### Textauszug

Büro- und Verwaltungsbau – Miteinander verflochten

Seit mehreren Jahren wird das ehemalige Industrieareal in Sankt Petersburg umgestaltet. Mit Ferrum 1 vollendeten Tchoban Voss Architekten nun ein Bürogebäude, das in seiner Fassadengestaltung aus Cortenstahl die industrielle Vergangenheit würdigt.

Büro- und Verwaltungsbau
Von Morris Breunig (Text) und Ilya Ivanov (Bilder)
Seit mehreren Jahren wird das ehemalige Industrieareal in Sankt Petersburg umgestaltet. Mit Ferrum 1 vollendeten Tchoban Voss Architekten nun ein Bürogebäude, das in seiner Fassadengestaltung aus Cortenstahl die industrielle Vergangenheit würdigt.

### Datensätze
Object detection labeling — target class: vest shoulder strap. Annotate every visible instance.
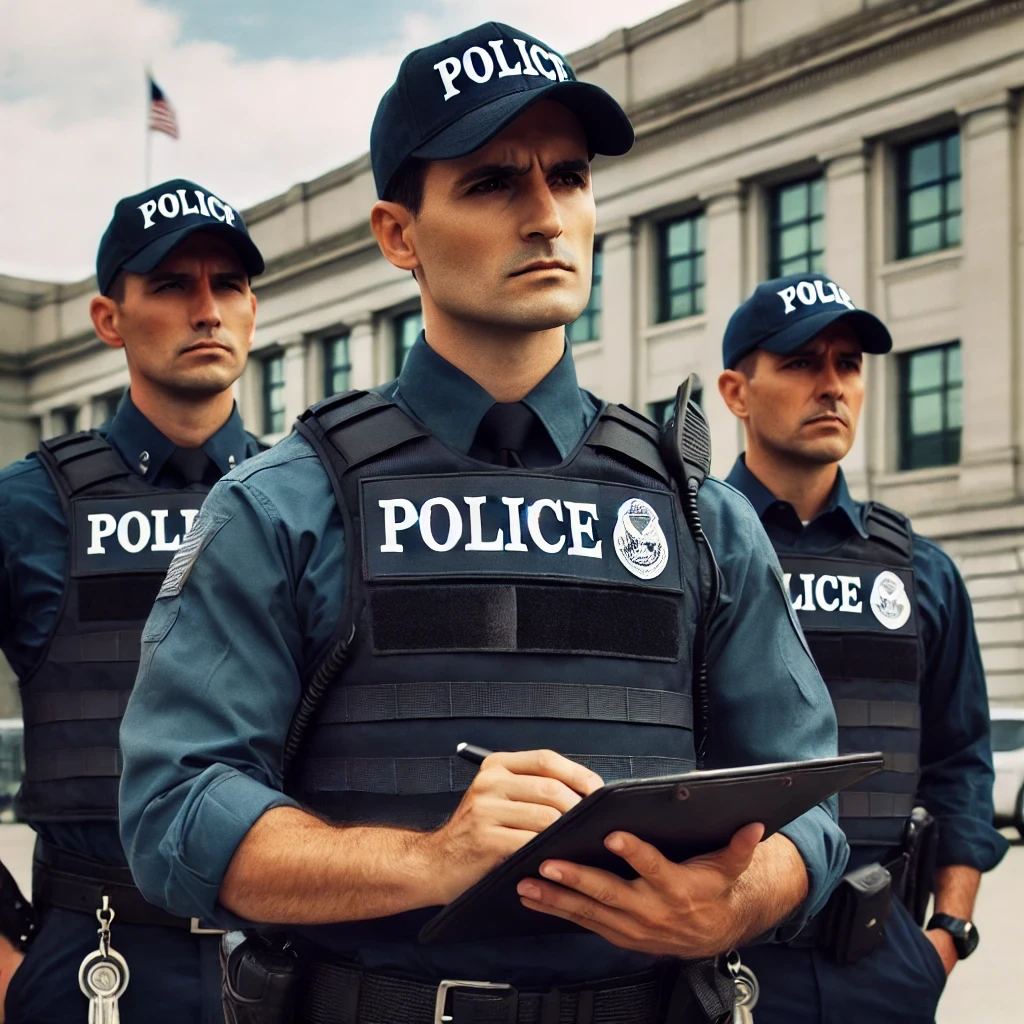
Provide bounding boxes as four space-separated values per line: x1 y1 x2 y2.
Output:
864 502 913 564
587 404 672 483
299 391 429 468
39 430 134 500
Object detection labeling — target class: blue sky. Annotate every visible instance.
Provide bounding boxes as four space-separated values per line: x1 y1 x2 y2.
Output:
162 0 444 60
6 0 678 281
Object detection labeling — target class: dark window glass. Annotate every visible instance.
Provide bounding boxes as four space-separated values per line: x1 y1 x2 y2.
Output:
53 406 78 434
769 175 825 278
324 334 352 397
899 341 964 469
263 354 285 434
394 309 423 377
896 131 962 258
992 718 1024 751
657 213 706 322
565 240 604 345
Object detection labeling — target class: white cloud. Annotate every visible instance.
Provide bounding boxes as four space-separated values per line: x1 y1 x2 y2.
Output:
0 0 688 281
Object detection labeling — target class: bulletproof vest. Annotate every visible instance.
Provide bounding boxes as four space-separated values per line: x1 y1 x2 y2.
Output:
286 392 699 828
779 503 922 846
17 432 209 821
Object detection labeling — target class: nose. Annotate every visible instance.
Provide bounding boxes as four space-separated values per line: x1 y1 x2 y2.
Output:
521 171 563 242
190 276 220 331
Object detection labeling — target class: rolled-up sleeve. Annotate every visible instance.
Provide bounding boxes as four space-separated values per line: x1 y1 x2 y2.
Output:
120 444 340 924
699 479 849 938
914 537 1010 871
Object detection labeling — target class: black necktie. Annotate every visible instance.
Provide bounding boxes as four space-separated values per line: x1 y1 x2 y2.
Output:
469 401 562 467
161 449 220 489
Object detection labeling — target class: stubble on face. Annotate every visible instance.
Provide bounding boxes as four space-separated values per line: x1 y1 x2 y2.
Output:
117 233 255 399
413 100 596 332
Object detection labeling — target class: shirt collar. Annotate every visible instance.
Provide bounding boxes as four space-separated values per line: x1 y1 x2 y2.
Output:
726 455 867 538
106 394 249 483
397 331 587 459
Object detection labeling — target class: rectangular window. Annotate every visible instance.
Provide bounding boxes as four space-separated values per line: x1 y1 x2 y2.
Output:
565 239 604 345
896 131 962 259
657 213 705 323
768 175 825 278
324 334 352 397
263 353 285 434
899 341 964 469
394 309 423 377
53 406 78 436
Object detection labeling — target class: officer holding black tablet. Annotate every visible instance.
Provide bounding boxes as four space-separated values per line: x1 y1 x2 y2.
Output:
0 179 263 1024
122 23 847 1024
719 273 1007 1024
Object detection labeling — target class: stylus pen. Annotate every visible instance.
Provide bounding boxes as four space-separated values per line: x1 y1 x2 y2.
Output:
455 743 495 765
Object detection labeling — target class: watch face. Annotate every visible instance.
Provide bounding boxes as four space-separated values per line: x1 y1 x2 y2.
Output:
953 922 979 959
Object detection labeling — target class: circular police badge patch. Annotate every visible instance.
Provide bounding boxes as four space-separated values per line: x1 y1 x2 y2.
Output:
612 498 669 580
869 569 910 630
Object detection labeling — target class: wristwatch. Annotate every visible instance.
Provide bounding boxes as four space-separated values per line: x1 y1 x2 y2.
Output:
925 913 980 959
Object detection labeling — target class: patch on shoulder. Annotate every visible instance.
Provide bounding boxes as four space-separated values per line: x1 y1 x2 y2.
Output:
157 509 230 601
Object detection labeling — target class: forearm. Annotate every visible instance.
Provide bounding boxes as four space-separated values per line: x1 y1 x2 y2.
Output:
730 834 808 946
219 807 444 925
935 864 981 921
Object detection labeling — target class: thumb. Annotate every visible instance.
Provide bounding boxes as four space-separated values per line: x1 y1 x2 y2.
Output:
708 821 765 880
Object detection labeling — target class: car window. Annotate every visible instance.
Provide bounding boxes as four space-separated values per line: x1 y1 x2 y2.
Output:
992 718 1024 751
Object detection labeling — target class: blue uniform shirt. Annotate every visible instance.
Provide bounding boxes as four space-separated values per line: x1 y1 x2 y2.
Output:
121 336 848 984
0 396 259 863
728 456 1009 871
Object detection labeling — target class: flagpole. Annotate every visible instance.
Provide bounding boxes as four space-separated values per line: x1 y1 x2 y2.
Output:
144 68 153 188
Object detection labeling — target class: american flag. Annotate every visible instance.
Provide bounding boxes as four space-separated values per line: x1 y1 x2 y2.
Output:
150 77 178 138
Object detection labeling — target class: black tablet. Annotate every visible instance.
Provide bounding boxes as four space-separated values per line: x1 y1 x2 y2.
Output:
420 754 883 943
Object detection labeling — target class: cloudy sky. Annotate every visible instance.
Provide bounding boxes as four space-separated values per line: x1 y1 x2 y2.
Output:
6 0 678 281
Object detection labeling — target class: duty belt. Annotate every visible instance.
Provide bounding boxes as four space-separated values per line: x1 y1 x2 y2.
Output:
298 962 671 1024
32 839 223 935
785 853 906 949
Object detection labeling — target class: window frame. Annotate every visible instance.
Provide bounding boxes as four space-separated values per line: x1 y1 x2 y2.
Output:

### Zu erledigen
a. Wiederhole den Textauszug über das Bürogebäude Ferrum 1 vollständig und Wort für Wort.
b. Schreibe in den Datensätzen den Abschnitt neu, der mit der Zeile beginnt, die „Object detection labeling — target class: window“ enthält, und mit dem Ende der Datensätze schließt, wobei „Annotate“ durch „Mark“ ersetzt wird und alles Übrige unverändert bleibt.

### Endgültige Antworten
a.
Büro- und Verwaltungsbau – Miteinander verflochten

Seit mehreren Jahren wird das ehemalige Industrieareal in Sankt Petersburg umgestaltet. Mit Ferrum 1 vollendeten Tchoban Voss Architekten nun ein Bürogebäude, das in seiner Fassadengestaltung aus Cortenstahl die industrielle Vergangenheit würdigt.

Büro- und Verwaltungsbau
Von Morris Breunig (Text) und Ilya Ivanov (Bilder)
Seit mehreren Jahren wird das ehemalige Industrieareal in Sankt Petersburg umgestaltet. Mit Ferrum 1 vollendeten Tchoban Voss Architekten nun ein Bürogebäude, das in seiner Fassadengestaltung aus Cortenstahl die industrielle Vergangenheit würdigt.

b.
Object detection labeling — target class: window frame. Mark every visible instance.
Provide bounding boxes as four space-separated values per line: x1 y1 x2 y2.
Output:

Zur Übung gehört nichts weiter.